WHAT THE TASK ASKS >> Could you write out the material below again, replacing every "Target" with "Object" and leaving everything else unchanged?

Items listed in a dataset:
- - - - - - -
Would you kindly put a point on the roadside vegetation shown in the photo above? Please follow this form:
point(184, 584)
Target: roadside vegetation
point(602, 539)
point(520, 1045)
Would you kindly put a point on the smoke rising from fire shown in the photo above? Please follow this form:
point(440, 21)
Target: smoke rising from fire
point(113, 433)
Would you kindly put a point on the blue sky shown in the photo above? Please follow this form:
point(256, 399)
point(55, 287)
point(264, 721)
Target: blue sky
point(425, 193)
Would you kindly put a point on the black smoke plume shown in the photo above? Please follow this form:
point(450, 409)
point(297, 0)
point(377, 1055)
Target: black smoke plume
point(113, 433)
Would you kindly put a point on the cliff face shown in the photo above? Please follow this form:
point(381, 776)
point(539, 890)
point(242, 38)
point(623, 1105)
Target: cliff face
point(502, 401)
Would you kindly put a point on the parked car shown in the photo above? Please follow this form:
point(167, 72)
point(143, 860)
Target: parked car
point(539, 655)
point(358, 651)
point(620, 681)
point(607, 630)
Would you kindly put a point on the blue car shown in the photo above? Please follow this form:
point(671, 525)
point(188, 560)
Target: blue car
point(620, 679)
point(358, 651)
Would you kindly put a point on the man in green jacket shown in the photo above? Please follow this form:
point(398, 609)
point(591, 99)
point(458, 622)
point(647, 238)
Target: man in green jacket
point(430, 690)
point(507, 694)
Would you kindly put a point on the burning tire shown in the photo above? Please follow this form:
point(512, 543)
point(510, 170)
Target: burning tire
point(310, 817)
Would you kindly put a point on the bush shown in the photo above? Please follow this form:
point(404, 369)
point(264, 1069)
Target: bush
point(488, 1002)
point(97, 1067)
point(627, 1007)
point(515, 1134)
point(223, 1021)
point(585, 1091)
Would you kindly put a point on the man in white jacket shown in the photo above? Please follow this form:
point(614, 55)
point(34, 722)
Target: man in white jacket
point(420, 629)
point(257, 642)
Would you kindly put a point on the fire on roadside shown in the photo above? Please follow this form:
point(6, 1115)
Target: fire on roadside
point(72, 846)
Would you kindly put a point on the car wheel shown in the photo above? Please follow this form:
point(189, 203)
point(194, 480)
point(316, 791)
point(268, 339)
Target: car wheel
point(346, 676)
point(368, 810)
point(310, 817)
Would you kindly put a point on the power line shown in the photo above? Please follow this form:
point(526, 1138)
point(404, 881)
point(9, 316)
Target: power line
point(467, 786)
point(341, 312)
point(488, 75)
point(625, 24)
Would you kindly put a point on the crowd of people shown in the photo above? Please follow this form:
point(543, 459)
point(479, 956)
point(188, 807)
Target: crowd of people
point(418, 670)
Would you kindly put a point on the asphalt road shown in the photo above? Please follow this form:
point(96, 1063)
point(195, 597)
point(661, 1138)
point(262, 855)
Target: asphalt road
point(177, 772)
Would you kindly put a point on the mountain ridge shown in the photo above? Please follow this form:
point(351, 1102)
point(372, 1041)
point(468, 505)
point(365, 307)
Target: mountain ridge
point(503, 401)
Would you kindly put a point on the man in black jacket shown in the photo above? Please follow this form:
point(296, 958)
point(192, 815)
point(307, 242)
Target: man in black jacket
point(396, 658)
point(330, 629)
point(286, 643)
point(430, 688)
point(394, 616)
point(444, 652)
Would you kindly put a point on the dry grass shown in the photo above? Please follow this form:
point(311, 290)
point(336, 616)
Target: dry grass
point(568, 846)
- - - - - - -
THE COMPLETED TASK >>
Would you kindly put a point on the roadside vegetation shown in the photo above? Please follow this form:
point(184, 584)
Object: roadside vegetation
point(602, 539)
point(520, 1045)
Would you kindly put a point on the smoke rising from fire shown in the photo above? Please follow this form:
point(440, 21)
Object: smoke rising from fire
point(113, 433)
Would you kindly put a point on the blue sky shown in the photo above? Please follow this form:
point(256, 399)
point(55, 287)
point(264, 721)
Object: blue sky
point(425, 193)
Would you kindly put a point on the black smoke plume shown in the photo above? Please follow this form:
point(450, 409)
point(297, 0)
point(377, 1055)
Object: black smoke plume
point(113, 433)
Would you kindly put a point on the cliff face shown in the photo above? Please follow this form:
point(381, 776)
point(539, 890)
point(242, 38)
point(623, 1105)
Object: cliff face
point(502, 401)
Would you kindly put a point on the parked car shown in the photo above? Please follow this form:
point(167, 72)
point(143, 860)
Object: parked car
point(539, 655)
point(358, 651)
point(620, 681)
point(607, 630)
Would you kindly put a point on the blue car shown in the photo above? Please follow this form:
point(671, 525)
point(188, 560)
Object: blue car
point(620, 679)
point(358, 651)
Would you kindly put a point on the man in green jacket shown in the photo above? Please follow this form:
point(398, 609)
point(591, 99)
point(458, 622)
point(647, 238)
Object: man in green jacket
point(430, 690)
point(507, 694)
Would you kindly put a point on the burning tire shown in the photo above? Please follow this form:
point(512, 543)
point(510, 170)
Object: burning tire
point(310, 817)
Would you kindly put a point on the bush shown in the photo above? Please follow this form:
point(404, 369)
point(264, 1069)
Object: bush
point(488, 1002)
point(97, 1067)
point(627, 1007)
point(515, 1134)
point(223, 1021)
point(585, 1091)
Would you kindly put a point on the man in white jacket shown in the photo above? Please follow this form:
point(614, 55)
point(34, 722)
Object: man in white jacket
point(420, 629)
point(257, 642)
Would you kindly put a point on the fire on roadside shown in the photo above? Please follow this form:
point(6, 1115)
Object: fire on roadside
point(72, 846)
Would you kindly put a point on the car wheel shown in the photo above? Please follow this form:
point(189, 203)
point(194, 480)
point(316, 791)
point(268, 339)
Object: car wheel
point(346, 676)
point(368, 810)
point(310, 817)
Would you kindly put a point on the power line shown in the photo above? Please follow this form:
point(526, 1138)
point(404, 881)
point(9, 316)
Object: power line
point(467, 786)
point(341, 312)
point(488, 75)
point(625, 24)
Would you kindly put a point on the crowd of people shown in the photo above? Please follow this form:
point(543, 459)
point(479, 956)
point(188, 807)
Object: crowd of people
point(418, 670)
Would you kindly put a point on the asphalt road shown in the photo above? Please follow this form:
point(96, 1063)
point(195, 597)
point(661, 1138)
point(262, 855)
Object: asphalt road
point(177, 772)
Would you kindly put a point on the mountain ridge shown in the photo above? Please follow this form:
point(351, 1102)
point(372, 1041)
point(468, 505)
point(365, 307)
Object: mountain ridge
point(503, 401)
Would you kindly put a point on the man in black jacket shown in the photo above? Please follow this form:
point(296, 958)
point(192, 815)
point(307, 242)
Object: man in black jacket
point(396, 658)
point(330, 629)
point(286, 643)
point(430, 688)
point(394, 616)
point(444, 652)
Would you kindly put a point on the dry grass shown in the photo above? Please follow this form:
point(311, 290)
point(336, 616)
Object: dry grass
point(568, 846)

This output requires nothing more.